EXERCISE: Please repeat the data below exactly, with the pictures removed.

====== GIVEN RECORDS ======

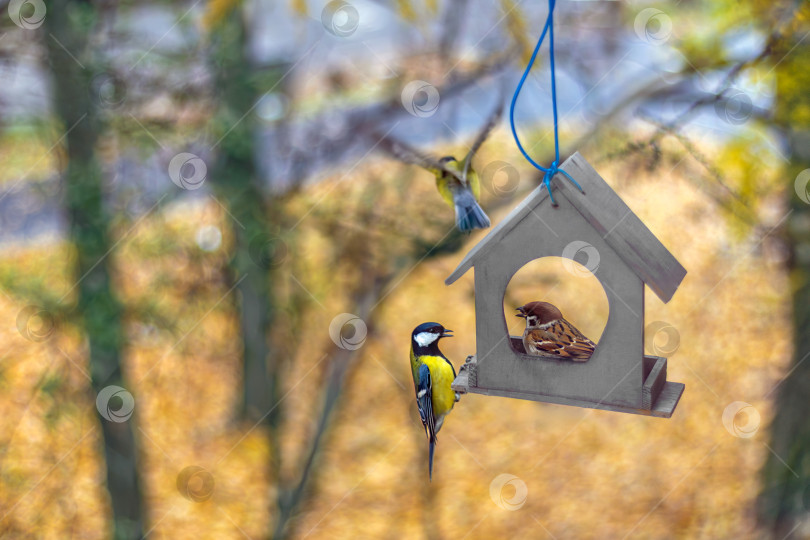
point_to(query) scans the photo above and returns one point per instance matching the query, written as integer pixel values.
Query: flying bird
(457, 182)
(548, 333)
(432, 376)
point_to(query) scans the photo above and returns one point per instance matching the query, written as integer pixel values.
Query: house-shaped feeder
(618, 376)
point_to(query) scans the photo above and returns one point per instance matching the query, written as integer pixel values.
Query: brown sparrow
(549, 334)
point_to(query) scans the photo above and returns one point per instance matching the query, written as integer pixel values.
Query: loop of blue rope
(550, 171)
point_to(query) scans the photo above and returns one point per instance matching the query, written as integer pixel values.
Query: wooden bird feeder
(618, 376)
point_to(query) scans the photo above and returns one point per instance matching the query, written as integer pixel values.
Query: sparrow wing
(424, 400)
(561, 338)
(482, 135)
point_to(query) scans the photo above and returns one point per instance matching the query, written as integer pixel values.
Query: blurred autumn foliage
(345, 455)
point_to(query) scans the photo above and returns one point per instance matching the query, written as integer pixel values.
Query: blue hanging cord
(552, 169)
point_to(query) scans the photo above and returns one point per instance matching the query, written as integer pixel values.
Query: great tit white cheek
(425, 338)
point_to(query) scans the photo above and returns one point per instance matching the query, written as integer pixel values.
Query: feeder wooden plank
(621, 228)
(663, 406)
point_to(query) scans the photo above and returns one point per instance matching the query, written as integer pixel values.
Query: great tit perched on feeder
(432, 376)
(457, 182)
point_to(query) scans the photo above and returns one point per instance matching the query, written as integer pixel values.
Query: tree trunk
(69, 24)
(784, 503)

======

OUTPUT:
point_to(query) scans the photo above and returns one point per instance matching the query, written as integer pixel values.
Query: flying bird
(457, 182)
(548, 333)
(432, 376)
point_to(query) scans the photo above and returns one point per instance matching the query, written as integer pixel values.
Query: house-shaped feeder
(618, 376)
point_to(query) scans the photo above and returns one point per instance matching the query, written as integer pixel values.
Query: brown sparrow
(549, 334)
point_to(query) scans the photo above and returns one point per instance matching the query, written as integer pixel values.
Query: loop of blue rope
(550, 171)
point_to(query) scans the photo above and returns one point per instance matching the query, written as integer pixel values.
Query: wooden bird feeder
(618, 376)
point_to(query) scans the photo above and returns one point per instance matching the query, written as integer pixel values.
Query: sparrow wing
(424, 400)
(561, 338)
(482, 135)
point_to(query) scans the photo above and returns one point per instance matching the query, written as integer pixel values.
Query: blurred autumn foliage
(345, 455)
point_to(query) scans the photo above and returns one point per instance matching the query, written as integer pixel values.
Query: blue hanging cord
(552, 169)
point_to(query) scans the photo above and returns one point per instance matching the query, written as integer pixel values.
Query: great tit white cheek
(425, 338)
point_to(query) scans the photo above and returns one point per instance matching the query, written as integer pixel values.
Query: feeder wooden plank
(621, 228)
(663, 406)
point_to(query) scans the photo above and returns one point per instance matching the query, written as integer pixel values.
Query: great tit perched on feeder
(432, 376)
(457, 182)
point_to(query) scans the photo above and returns one point per instance matching the query, written as integer pixel values.
Query: tree trunk
(69, 24)
(784, 503)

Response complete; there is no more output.